Region annotation entries
────────────────────────────────────────

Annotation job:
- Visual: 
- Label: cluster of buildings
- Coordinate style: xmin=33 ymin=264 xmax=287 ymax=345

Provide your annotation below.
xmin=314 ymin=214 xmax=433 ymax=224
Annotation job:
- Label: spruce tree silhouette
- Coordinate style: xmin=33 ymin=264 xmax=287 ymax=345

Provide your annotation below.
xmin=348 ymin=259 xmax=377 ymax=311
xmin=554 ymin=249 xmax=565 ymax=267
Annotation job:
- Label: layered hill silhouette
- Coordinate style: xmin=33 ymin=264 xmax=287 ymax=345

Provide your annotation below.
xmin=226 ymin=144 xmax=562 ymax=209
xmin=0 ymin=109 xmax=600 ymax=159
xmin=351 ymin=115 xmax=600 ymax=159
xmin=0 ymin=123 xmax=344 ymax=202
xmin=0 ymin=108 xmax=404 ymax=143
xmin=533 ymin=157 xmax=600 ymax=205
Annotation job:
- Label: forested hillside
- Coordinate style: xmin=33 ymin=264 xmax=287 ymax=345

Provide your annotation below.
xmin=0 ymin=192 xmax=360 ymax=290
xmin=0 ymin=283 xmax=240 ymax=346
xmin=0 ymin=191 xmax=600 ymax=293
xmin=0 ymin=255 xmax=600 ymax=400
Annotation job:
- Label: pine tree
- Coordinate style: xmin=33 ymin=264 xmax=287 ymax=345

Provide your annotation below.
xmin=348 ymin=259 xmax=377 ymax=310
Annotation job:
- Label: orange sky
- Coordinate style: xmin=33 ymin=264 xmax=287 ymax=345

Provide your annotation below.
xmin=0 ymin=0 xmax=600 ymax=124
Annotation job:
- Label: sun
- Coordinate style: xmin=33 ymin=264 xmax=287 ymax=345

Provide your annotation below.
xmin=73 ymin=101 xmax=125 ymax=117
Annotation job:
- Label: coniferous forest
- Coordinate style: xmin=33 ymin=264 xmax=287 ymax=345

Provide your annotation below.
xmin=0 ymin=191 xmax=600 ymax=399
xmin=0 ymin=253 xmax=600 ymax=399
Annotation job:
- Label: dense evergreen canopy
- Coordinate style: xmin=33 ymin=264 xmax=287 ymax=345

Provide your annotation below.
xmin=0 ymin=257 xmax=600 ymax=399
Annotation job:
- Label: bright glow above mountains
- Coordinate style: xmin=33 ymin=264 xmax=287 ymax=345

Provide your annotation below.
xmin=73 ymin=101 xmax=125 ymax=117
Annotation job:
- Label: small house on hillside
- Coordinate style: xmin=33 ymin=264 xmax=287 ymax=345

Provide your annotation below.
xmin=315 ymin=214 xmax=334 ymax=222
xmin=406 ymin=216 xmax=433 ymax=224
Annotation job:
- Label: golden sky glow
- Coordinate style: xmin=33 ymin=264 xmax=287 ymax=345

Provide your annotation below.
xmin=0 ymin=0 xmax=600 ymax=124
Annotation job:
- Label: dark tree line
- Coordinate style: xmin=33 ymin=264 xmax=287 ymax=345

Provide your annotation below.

────────────────────────────────────────

REQUIREMENT: Copy out everything from the start of the entries above down to the line containing "xmin=0 ymin=253 xmax=600 ymax=399", including that line.

ANSWER:
Annotation job:
- Visual: 
- Label: cluster of buildings
- Coordinate style: xmin=33 ymin=264 xmax=287 ymax=345

Provide your annotation below.
xmin=314 ymin=214 xmax=433 ymax=224
Annotation job:
- Label: spruce tree silhouette
- Coordinate style: xmin=33 ymin=264 xmax=287 ymax=345

Provide your annotation below.
xmin=348 ymin=259 xmax=377 ymax=311
xmin=554 ymin=249 xmax=565 ymax=267
Annotation job:
- Label: layered hill silhouette
- Coordinate style: xmin=33 ymin=264 xmax=287 ymax=345

Provide your annotation below.
xmin=226 ymin=144 xmax=562 ymax=209
xmin=0 ymin=109 xmax=600 ymax=159
xmin=351 ymin=115 xmax=600 ymax=159
xmin=0 ymin=123 xmax=344 ymax=202
xmin=0 ymin=108 xmax=404 ymax=143
xmin=533 ymin=157 xmax=600 ymax=205
Annotation job:
- Label: forested hillside
- Coordinate style: xmin=33 ymin=264 xmax=287 ymax=345

Provide your annotation below.
xmin=0 ymin=192 xmax=360 ymax=290
xmin=0 ymin=283 xmax=240 ymax=346
xmin=0 ymin=191 xmax=600 ymax=293
xmin=0 ymin=255 xmax=600 ymax=400
Annotation job:
- Label: pine tree
- Coordinate style: xmin=33 ymin=264 xmax=287 ymax=345

Provide your annotation below.
xmin=348 ymin=259 xmax=377 ymax=310
Annotation job:
- Label: orange sky
- Coordinate style: xmin=33 ymin=264 xmax=287 ymax=345

Provide your annotation below.
xmin=0 ymin=0 xmax=600 ymax=124
Annotation job:
- Label: sun
- Coordinate style: xmin=33 ymin=264 xmax=287 ymax=345

Provide your annotation below.
xmin=73 ymin=101 xmax=125 ymax=117
Annotation job:
- Label: coniferous forest
- Coordinate style: xmin=33 ymin=264 xmax=287 ymax=345

Provide your annotation below.
xmin=0 ymin=191 xmax=600 ymax=399
xmin=0 ymin=253 xmax=600 ymax=399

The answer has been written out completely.